GOAL OF THE EXERCISE: Please put each line of the following material into a JSON list of strings, one string per line, leaving out any blank lines.

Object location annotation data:
.....

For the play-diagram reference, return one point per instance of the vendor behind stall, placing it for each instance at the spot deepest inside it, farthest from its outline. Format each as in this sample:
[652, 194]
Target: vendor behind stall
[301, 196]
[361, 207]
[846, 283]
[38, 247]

.....

ANSWER TO THIS TASK:
[
  "For the play-diagram reference, return one point per instance of the vendor behind stall, placing it for each instance at the spot deepest inside it, farthest from its outline. Format each as in this sample:",
  "[652, 194]",
  "Target: vendor behind stall",
  "[301, 196]",
  "[361, 207]",
  "[846, 283]",
  "[38, 247]"
]